# start of Exercise data
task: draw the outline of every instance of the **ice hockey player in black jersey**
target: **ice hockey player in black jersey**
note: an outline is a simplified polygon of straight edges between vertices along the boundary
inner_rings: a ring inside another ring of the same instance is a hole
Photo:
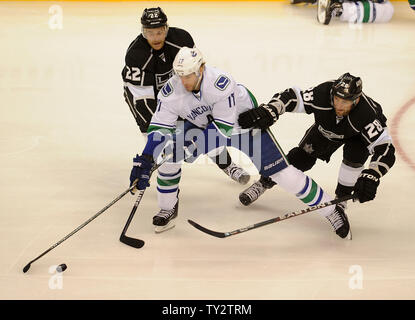
[[[142,33],[128,47],[122,78],[125,101],[145,135],[157,106],[157,94],[174,74],[177,52],[195,44],[187,31],[168,26],[167,16],[160,7],[145,9],[141,25]],[[249,174],[232,162],[227,149],[224,153],[212,160],[233,180],[248,183]]]
[[[264,129],[284,112],[313,114],[315,119],[298,147],[287,155],[294,167],[307,171],[317,159],[329,162],[343,146],[336,196],[354,192],[361,203],[375,198],[380,178],[395,163],[395,148],[380,104],[362,92],[359,77],[345,73],[308,90],[286,89],[275,94],[268,104],[241,114],[238,121],[242,128]],[[369,156],[369,166],[364,169]],[[249,205],[273,185],[261,177],[240,194],[240,201]]]

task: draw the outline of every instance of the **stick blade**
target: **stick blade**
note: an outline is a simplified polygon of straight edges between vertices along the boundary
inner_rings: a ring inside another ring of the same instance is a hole
[[[24,268],[23,268],[23,273],[26,273],[28,270],[30,269],[30,263],[28,263]]]
[[[189,222],[196,229],[198,229],[198,230],[200,230],[200,231],[202,231],[204,233],[207,233],[207,234],[209,234],[211,236],[214,236],[216,238],[225,238],[226,237],[226,233],[209,230],[209,229],[207,229],[205,227],[202,227],[200,224],[194,222],[193,220],[187,220],[187,222]]]
[[[136,249],[142,248],[145,244],[143,240],[130,238],[123,234],[120,236],[120,241],[126,244],[127,246],[130,246]]]

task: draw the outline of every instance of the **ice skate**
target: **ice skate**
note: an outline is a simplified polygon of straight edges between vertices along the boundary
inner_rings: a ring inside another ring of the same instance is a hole
[[[352,240],[352,231],[350,229],[349,220],[347,219],[347,215],[342,206],[336,205],[333,213],[326,218],[340,238]]]
[[[226,167],[225,169],[222,169],[223,172],[226,173],[229,177],[231,177],[232,180],[238,182],[239,184],[247,184],[251,176],[248,172],[246,172],[241,167],[238,167],[235,163],[231,162],[231,164]]]
[[[179,208],[179,199],[177,199],[177,202],[173,209],[170,210],[164,210],[161,209],[159,213],[157,213],[153,217],[153,225],[155,227],[155,232],[160,233],[163,231],[170,230],[171,228],[174,228],[175,219],[178,215],[178,208]]]

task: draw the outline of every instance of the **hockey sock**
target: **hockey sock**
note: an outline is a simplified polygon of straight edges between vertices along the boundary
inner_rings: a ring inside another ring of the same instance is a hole
[[[336,188],[337,196],[344,196],[351,194],[353,187],[359,177],[360,172],[363,170],[363,166],[349,166],[342,162],[339,170],[338,184]]]
[[[313,179],[292,165],[273,174],[271,179],[310,207],[333,200]],[[333,208],[329,206],[316,212],[325,217],[333,212]]]
[[[170,210],[176,204],[181,175],[181,165],[178,163],[164,163],[159,168],[157,198],[160,209]]]
[[[393,16],[393,5],[389,1],[345,1],[341,21],[350,23],[388,22]]]

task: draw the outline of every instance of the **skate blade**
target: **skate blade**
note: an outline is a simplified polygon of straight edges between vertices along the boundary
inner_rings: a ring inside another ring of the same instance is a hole
[[[176,224],[174,223],[174,221],[170,221],[165,226],[154,226],[154,231],[155,231],[155,233],[162,233],[164,231],[167,231],[167,230],[170,230],[170,229],[174,228],[175,226],[176,226]]]
[[[251,176],[242,176],[239,181],[237,181],[241,185],[245,185],[251,180]]]

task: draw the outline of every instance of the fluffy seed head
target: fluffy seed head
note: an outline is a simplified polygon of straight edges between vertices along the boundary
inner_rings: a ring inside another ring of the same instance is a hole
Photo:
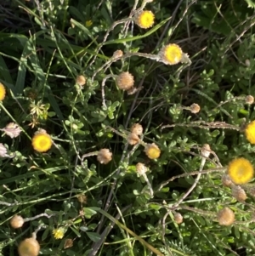
[[[184,217],[181,213],[174,213],[174,220],[177,224],[181,224],[184,220]]]
[[[108,163],[112,156],[112,153],[108,149],[101,149],[98,152],[97,159],[102,164]]]
[[[222,175],[221,181],[222,181],[222,184],[227,187],[231,187],[231,185],[233,185],[233,182],[232,182],[230,177],[226,174]]]
[[[135,168],[136,168],[137,173],[138,173],[140,176],[144,175],[144,174],[146,173],[146,171],[147,171],[147,168],[146,168],[146,167],[144,166],[144,163],[141,163],[141,162],[137,163],[136,166],[135,166]]]
[[[193,103],[190,105],[190,112],[193,114],[196,114],[200,111],[200,105],[196,103]]]
[[[76,77],[76,83],[81,87],[84,86],[86,84],[86,77],[82,75],[78,76]]]
[[[156,159],[161,155],[161,150],[155,143],[147,144],[144,149],[144,152],[150,159]]]
[[[217,219],[221,225],[230,225],[235,221],[235,213],[229,208],[224,208],[218,213]]]
[[[24,224],[24,219],[20,215],[14,215],[9,221],[9,224],[14,229],[20,229]]]
[[[246,191],[240,185],[232,185],[232,196],[239,202],[244,202],[247,199]]]
[[[40,251],[40,245],[34,238],[26,238],[22,241],[18,247],[20,256],[37,256]]]
[[[117,87],[124,91],[129,90],[133,87],[134,80],[129,72],[122,72],[116,78]]]
[[[255,121],[252,121],[246,125],[245,134],[247,140],[251,144],[255,144]]]
[[[248,183],[254,174],[252,163],[243,157],[237,158],[230,162],[228,174],[235,185]]]
[[[139,123],[134,123],[131,128],[131,133],[141,135],[143,134],[143,127]]]
[[[161,61],[166,65],[175,65],[182,60],[183,51],[178,45],[170,43],[161,49],[159,56]]]
[[[151,27],[154,24],[155,16],[150,11],[138,12],[134,15],[134,22],[141,28]]]
[[[128,142],[129,145],[136,145],[139,142],[139,137],[133,133],[130,133],[128,136]]]

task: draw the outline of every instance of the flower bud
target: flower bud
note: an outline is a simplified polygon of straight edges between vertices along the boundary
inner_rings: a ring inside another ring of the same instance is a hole
[[[219,225],[230,225],[235,221],[235,213],[230,208],[226,207],[218,213],[217,219]]]
[[[240,186],[233,185],[231,187],[232,196],[239,202],[244,202],[247,199],[246,191]]]
[[[143,134],[143,127],[139,123],[134,123],[131,128],[131,133],[141,135]]]
[[[193,103],[190,105],[190,112],[193,114],[196,114],[200,111],[200,105],[196,103]]]
[[[9,221],[12,228],[19,229],[21,228],[24,224],[24,219],[20,215],[14,215]]]
[[[111,160],[111,156],[112,153],[108,149],[101,149],[98,152],[97,159],[100,163],[106,164]]]

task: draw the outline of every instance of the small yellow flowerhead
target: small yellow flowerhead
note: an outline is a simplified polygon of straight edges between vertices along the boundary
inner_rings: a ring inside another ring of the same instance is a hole
[[[5,88],[3,84],[0,82],[0,101],[3,100],[3,99],[5,98],[5,94],[6,94]]]
[[[34,238],[23,240],[18,247],[20,256],[37,256],[40,252],[40,245]]]
[[[255,144],[255,121],[251,122],[245,129],[247,140],[251,144]]]
[[[181,224],[184,220],[184,217],[181,213],[174,213],[174,220],[177,224]]]
[[[54,236],[55,239],[62,239],[65,235],[65,229],[64,228],[54,229],[53,230],[52,233]]]
[[[159,52],[161,61],[166,65],[178,64],[182,60],[183,51],[181,48],[175,44],[170,43],[164,46]]]
[[[38,152],[46,152],[52,146],[52,139],[45,130],[41,129],[32,138],[32,146]]]
[[[250,161],[241,157],[230,162],[228,174],[235,184],[241,185],[249,182],[253,178],[254,170]]]
[[[147,156],[150,159],[156,159],[161,155],[161,150],[155,143],[147,144],[144,151]]]
[[[140,141],[139,137],[134,134],[134,133],[130,133],[128,136],[128,142],[129,145],[136,145]]]
[[[141,28],[151,27],[154,24],[155,16],[150,11],[138,12],[134,15],[134,22]]]
[[[218,213],[217,219],[221,225],[230,225],[235,221],[235,213],[229,208],[224,208]]]

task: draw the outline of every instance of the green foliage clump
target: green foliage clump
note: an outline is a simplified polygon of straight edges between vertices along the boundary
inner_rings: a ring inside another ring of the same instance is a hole
[[[1,255],[253,253],[252,1],[0,5]]]

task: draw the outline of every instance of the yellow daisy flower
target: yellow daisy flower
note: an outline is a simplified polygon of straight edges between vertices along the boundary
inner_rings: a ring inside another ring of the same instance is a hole
[[[38,152],[46,152],[52,146],[52,139],[44,130],[36,133],[32,138],[32,146]]]
[[[255,121],[251,122],[245,129],[247,140],[251,144],[255,144]]]
[[[169,43],[161,49],[159,55],[161,61],[166,65],[174,65],[182,60],[183,51],[178,45]]]
[[[161,150],[155,143],[147,144],[144,151],[147,156],[150,159],[156,159],[161,155]]]
[[[55,239],[62,239],[65,235],[65,229],[64,228],[54,229],[53,230],[52,233],[54,236]]]
[[[154,24],[155,16],[150,11],[138,12],[134,15],[134,22],[141,28],[151,27]]]
[[[3,101],[3,99],[5,98],[5,94],[6,94],[5,88],[4,88],[3,84],[2,82],[0,82],[0,100],[1,101]]]
[[[241,157],[230,162],[228,174],[235,184],[241,185],[249,182],[253,178],[254,170],[250,161]]]

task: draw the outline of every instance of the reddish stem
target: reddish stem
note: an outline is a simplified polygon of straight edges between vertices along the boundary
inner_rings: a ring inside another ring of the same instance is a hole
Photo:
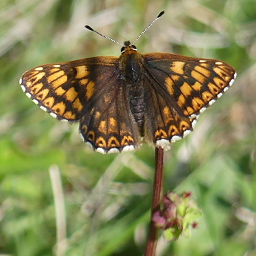
[[[155,172],[154,187],[153,192],[153,201],[151,207],[151,216],[153,214],[160,209],[160,201],[163,194],[164,183],[164,150],[162,148],[155,148]],[[148,241],[144,256],[155,256],[157,242],[157,229],[151,220]]]

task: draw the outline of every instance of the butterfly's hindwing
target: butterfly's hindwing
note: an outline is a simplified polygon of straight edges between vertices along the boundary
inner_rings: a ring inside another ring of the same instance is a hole
[[[81,119],[80,133],[97,151],[116,153],[138,146],[140,133],[127,107],[125,89],[123,81],[114,75],[99,101]]]

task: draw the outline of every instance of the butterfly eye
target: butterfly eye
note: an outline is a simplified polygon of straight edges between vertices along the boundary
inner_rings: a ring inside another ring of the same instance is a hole
[[[132,48],[134,51],[137,51],[137,47],[136,47],[135,45],[131,45],[131,48]]]

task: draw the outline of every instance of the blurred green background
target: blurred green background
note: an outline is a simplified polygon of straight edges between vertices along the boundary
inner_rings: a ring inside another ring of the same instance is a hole
[[[254,0],[3,0],[0,10],[0,255],[143,254],[153,149],[94,153],[77,125],[40,110],[18,79],[43,64],[118,56],[119,45],[84,25],[123,43],[162,10],[140,53],[219,59],[238,78],[165,154],[165,190],[191,190],[203,217],[188,239],[160,238],[157,255],[256,255]]]

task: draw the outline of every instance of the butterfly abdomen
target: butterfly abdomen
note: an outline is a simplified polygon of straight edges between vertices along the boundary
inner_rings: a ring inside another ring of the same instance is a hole
[[[144,137],[145,122],[144,90],[141,84],[129,84],[127,86],[131,112],[138,125],[140,136]]]

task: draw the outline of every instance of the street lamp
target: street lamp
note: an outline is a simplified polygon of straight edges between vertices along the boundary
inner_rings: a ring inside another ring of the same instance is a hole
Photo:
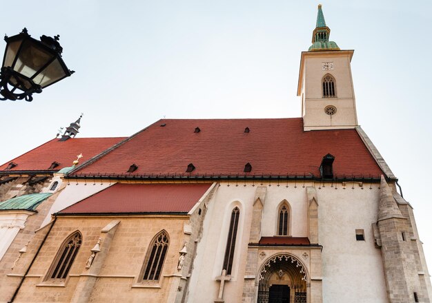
# end of Exercise data
**Task requirements:** Reproduce everything from the line containing "the butterfly abdomen" down to the end of the records, including the requests, and multiply every polygon vertex coordinate in the answers by 0.45, rounding each result to the nearest whole number with halves rounded up. Leave the pictures out of your answer.

**Finished task:**
task: draw the outline of every instance of the butterfly abdomen
target: butterfly abdomen
note: an outline is a simplified polygon of straight edges between vertices along the boundary
inner_rings: a ring inside another ring of the same instance is a hole
[[[65,62],[65,55],[65,41],[63,38],[58,38],[57,39],[59,50],[62,56],[63,61]]]

task: draw the outline of every instance of the street lamp
target: street lamp
note: an outline is a simplified polygon of straight edges between vertices along the boundary
inner_rings: a ring inside another ring of the same instance is a hole
Photo:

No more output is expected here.